## Natural language region descriptions
______
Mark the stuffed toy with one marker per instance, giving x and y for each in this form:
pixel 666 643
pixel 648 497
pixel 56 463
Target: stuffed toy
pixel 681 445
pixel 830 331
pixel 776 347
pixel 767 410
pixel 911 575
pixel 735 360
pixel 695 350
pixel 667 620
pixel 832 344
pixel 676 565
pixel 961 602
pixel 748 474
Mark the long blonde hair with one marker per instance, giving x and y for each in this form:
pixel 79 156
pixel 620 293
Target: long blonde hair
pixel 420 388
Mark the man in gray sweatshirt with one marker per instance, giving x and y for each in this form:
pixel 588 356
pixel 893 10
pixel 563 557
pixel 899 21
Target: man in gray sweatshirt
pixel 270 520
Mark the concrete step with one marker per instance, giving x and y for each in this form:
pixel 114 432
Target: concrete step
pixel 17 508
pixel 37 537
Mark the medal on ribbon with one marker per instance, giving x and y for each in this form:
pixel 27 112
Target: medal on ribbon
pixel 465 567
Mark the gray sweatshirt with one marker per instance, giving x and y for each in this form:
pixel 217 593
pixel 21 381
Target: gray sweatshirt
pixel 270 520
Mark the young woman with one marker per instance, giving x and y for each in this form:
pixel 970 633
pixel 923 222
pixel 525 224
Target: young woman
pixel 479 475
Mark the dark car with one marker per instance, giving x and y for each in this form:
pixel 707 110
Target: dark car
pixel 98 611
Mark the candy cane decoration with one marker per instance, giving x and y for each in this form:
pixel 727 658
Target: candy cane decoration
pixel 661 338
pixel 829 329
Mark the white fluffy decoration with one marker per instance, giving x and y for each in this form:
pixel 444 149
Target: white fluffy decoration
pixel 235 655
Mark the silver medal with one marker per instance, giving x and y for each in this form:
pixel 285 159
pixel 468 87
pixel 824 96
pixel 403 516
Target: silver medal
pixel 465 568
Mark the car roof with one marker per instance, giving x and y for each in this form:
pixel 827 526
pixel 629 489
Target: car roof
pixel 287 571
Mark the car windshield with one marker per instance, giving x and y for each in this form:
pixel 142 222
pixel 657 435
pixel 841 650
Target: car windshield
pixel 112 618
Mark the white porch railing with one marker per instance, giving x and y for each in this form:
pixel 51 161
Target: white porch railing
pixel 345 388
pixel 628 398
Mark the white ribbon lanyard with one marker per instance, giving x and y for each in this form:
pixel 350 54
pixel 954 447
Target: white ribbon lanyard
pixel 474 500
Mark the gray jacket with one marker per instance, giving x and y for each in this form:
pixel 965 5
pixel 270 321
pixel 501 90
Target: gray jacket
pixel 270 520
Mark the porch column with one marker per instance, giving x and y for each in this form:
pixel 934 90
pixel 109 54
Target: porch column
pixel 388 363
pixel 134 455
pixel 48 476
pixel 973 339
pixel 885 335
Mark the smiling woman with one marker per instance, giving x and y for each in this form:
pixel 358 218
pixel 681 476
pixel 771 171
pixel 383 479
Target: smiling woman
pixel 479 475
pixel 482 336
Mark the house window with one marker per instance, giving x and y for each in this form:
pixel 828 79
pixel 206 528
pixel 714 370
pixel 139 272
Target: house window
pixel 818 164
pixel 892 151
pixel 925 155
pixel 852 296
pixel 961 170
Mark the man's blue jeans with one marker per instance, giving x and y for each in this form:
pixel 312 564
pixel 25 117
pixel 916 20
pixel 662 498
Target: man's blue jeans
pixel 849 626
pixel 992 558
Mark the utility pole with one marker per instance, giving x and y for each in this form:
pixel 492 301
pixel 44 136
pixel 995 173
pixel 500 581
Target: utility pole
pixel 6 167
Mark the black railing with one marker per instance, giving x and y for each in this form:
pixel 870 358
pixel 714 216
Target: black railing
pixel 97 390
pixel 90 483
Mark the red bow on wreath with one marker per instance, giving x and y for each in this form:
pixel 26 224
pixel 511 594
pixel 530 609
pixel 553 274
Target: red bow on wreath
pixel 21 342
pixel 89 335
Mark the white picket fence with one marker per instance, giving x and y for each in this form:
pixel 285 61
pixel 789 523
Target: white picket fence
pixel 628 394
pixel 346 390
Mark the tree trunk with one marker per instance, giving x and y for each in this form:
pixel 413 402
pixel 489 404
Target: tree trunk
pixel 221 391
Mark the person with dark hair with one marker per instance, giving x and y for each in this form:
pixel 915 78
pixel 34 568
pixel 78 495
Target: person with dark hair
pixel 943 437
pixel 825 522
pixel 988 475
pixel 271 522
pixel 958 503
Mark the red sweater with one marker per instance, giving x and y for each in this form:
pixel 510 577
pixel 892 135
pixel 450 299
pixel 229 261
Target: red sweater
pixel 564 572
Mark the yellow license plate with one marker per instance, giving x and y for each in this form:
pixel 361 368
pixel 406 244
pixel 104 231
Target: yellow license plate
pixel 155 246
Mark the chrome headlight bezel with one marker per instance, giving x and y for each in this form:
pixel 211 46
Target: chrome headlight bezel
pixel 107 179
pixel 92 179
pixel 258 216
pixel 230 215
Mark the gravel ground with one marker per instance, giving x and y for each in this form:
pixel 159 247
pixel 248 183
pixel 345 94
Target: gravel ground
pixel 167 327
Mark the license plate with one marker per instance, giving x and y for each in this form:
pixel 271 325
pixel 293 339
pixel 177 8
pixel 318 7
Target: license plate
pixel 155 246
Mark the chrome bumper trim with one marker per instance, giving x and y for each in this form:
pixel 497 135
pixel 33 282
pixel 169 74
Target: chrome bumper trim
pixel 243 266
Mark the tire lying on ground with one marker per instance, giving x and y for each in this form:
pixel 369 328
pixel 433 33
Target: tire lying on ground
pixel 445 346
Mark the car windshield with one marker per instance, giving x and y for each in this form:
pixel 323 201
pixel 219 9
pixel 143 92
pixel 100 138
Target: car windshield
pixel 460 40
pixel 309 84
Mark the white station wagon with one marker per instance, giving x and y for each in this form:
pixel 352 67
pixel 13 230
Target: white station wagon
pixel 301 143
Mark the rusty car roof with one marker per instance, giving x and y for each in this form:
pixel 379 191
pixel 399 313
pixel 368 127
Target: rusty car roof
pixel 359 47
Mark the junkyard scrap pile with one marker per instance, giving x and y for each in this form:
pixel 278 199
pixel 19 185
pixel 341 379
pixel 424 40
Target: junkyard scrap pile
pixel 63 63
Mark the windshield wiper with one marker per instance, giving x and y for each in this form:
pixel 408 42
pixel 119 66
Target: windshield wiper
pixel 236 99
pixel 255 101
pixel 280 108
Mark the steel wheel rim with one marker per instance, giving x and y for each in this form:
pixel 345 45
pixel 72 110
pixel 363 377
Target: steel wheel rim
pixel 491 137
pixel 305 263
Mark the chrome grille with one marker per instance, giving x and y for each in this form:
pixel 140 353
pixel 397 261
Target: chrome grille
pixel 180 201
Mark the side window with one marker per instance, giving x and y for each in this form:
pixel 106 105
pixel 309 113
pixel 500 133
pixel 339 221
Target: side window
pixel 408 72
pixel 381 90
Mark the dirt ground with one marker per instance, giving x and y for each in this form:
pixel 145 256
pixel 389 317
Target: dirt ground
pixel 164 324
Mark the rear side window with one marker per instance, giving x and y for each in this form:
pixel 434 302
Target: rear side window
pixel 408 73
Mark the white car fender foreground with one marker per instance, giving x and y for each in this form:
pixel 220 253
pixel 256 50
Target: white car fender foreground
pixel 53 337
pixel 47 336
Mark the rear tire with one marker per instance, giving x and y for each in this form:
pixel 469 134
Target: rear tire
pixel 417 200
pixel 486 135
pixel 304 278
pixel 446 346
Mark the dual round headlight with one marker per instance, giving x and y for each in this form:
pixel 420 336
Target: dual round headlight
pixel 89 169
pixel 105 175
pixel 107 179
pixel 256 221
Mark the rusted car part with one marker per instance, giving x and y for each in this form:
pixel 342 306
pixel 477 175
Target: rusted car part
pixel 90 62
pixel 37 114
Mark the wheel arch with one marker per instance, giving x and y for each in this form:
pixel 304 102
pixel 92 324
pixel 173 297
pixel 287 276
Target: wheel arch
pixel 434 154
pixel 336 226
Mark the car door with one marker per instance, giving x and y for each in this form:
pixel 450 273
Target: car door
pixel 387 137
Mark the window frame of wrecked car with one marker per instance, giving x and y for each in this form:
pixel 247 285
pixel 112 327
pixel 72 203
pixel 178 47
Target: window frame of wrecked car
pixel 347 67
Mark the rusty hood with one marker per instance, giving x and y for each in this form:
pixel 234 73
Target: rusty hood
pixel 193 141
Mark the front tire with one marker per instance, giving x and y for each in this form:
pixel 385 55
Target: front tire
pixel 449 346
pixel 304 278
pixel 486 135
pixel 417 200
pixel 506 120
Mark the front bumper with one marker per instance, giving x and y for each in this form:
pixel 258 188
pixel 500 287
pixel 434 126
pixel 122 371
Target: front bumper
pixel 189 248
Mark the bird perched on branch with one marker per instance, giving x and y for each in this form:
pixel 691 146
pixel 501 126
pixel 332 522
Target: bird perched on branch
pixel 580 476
______
The lines from the first of the entries through the line holding "pixel 21 381" are to be restated word for word, and no others.

Mark the stuffed toy with one marker per instance, giving x and y for each in this form:
pixel 666 643
pixel 648 497
pixel 56 463
Target: stuffed toy
pixel 681 445
pixel 830 331
pixel 776 347
pixel 767 410
pixel 911 575
pixel 735 360
pixel 695 350
pixel 667 620
pixel 832 344
pixel 676 565
pixel 961 602
pixel 748 474
Mark the long blonde hair with one marker per instance, giving x and y for each in this form:
pixel 79 156
pixel 620 293
Target: long blonde hair
pixel 420 388
Mark the man in gray sweatshirt with one marker per instance, giving x and y for each in this form:
pixel 588 356
pixel 893 10
pixel 563 557
pixel 899 21
Target: man in gray sweatshirt
pixel 270 520
Mark the concrete step with one marker per instance, giving x and y for each in this form:
pixel 114 432
Target: concrete step
pixel 17 508
pixel 37 537
Mark the medal on ribbon with one marker per instance, giving x and y for each in this form:
pixel 27 112
Target: medal on ribbon
pixel 465 567
Mark the gray sweatshirt with one marker per instance, giving x and y for each in this form:
pixel 217 593
pixel 21 381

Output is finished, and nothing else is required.